* TEXT BLOCK
What this tab is for
- See whether a cheaper routed model stays “good enough” for your prompts.
- See cost and latency savings when routing applies.
- Keep a short history of runs (with delete) for demos or regression checks.
| Mode | Description |
|---|---|
| Smart Routing | Cloudidr automatically picks the comparison model based on your routing strategy. Requires LLM Optimization to be on. |
| Manual Model Comparison | You choose both the baseline and comparison models from any provider. Useful for evaluating specific model pairs independently of routing. |

LLM Optimization status — required for Smart Routing
A status card shows whether LLM Optimization is on and which strategy applies (e.g. Intra Provider vs Flexible).Important: If Model Routing is off, Run Eval is disabled in Smart Routing mode — there is no routed path to compare. Turn optimization on under LLM Optimizer Settings, or switch to Manual Model Comparison mode.
Configuration
- Baseline model — same model picker as Try a Model.

* RECORDED INFORMATION
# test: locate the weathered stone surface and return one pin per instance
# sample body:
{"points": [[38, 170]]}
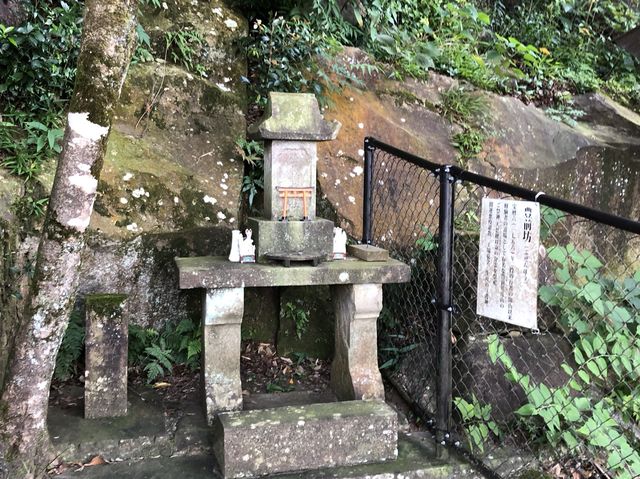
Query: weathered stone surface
{"points": [[294, 116], [367, 252], [222, 316], [277, 237], [217, 272], [144, 269], [524, 146], [289, 164], [152, 428], [416, 460], [163, 170], [538, 355], [354, 370], [317, 336], [106, 343], [254, 443]]}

* YOUR TASKS
1 – Check each statement against the routing evaluation text and answer yes or no, quoting the words of the text that decide it. (a) In Smart Routing mode, the user picks the comparison model. (b) The history of runs can be deleted from. (c) With Model Routing off, Run Eval is disabled in Smart Routing mode.
2 – Resume the routing evaluation text after its last line.

* ANSWERS FOR THIS EXERCISE
1 –
(a) No: "Cloudidr automatically picks the comparison model based on your routing strategy."
(b) Yes: "Keep a short history of runs (with delete)"
(c) Yes: "If Model Routing is off, Run Eval is disabled in Smart Routing mode"

2 –
- Comparison model — in Manual mode, you pick this yourself from any provider. In Smart Routing mode, Cloudidr selects it automatically.
- Judge model — pick who scores the two answers:
- Cloudidr (free): Gemma 3 27B or Qwen 3.5 27B or similar model is used — no API key needed.
- Your provider key: top-tier options per provider, for example:
- OpenAI: GPT-5.5 Pro / GPT-5.5 / GPT-5.4
- Anthropic: Claude Opus 4.6 / Claude Sonnet 4.6
- Google: Gemini 3.1 Pro / Gemini 2.5 Flash
Run Eval
Runs both models in parallel, then runs the judge. Results appear side by side; savings percentage and verdict show below.
When routing does not apply — Smart Routing mode only
The UI explains two cases where no routing substitute is used:- Recency protection — the prompt matched recency signals; Cloudidr keeps the baseline model. You can turn Recency protection off under Optimizer Settings if you accept routing for those prompts.
- Complex / no substitute — the prompt is classified as too complex for routing, or no cheaper mapped model exists. Flexible routing does not override the “complex” classification; simplifying the prompt is the practical path.
Verdict and scores
- Verdict — whether the comparison answer is Better, Equivalent, or Worse (derived from the score delta), or No routing / Too complex to route in Smart Routing mode.
- Score — overall 1–10 score with a criteria breakdown (Accuracy, Completeness, Clarity, Practical usefulness) when the judge returns structured axes.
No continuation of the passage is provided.